Exercise directions - From the forum thread on NASA links, quote everything from "Interesting links Kyle." down to "to polar bears.", word for word.

Extract provided -
*-*-*

# Interesting NASA links



## kyle1745 (Feb 15, 2004)

http://earthobservatory.nasa.gov/Newsro ... 24675.html

http://earthobservatory.nasa.gov/Natura ... g_id=14199


----------



## melissa68 (Feb 16, 2004)

Interesting links Kyle. 

The Nasa study on sea ice really hits home to anyone who has been watching the Planet Earth mini series on the Discovery. Last week's episode covered this topic, and showed the consequences to polar bears.


Melis


----------



## kyle1745 (Feb 15, 2004)

Yea I have caught some of those. My worry is that some of this could normal trends, and thus not much can be done.


----------



## melissa68 (Feb 16, 2004)

That is what a lot of people have been saying about what global warming is actually doing. There has been some talk to classify Polar Bears as a threatened or endangered species, because of the decrease in the amount of thicker ice.

*-*-*

Data shown -
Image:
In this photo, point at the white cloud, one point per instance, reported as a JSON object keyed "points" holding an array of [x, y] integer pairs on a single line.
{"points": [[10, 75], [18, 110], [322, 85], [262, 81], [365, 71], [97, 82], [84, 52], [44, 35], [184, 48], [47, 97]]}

*-*-*

Answer to the problem -
Interesting links Kyle. 

The Nasa study on sea ice really hits home to anyone who has been watching the Planet Earth mini series on the Discovery. Last week's episode covered this topic, and showed the consequences to polar bears.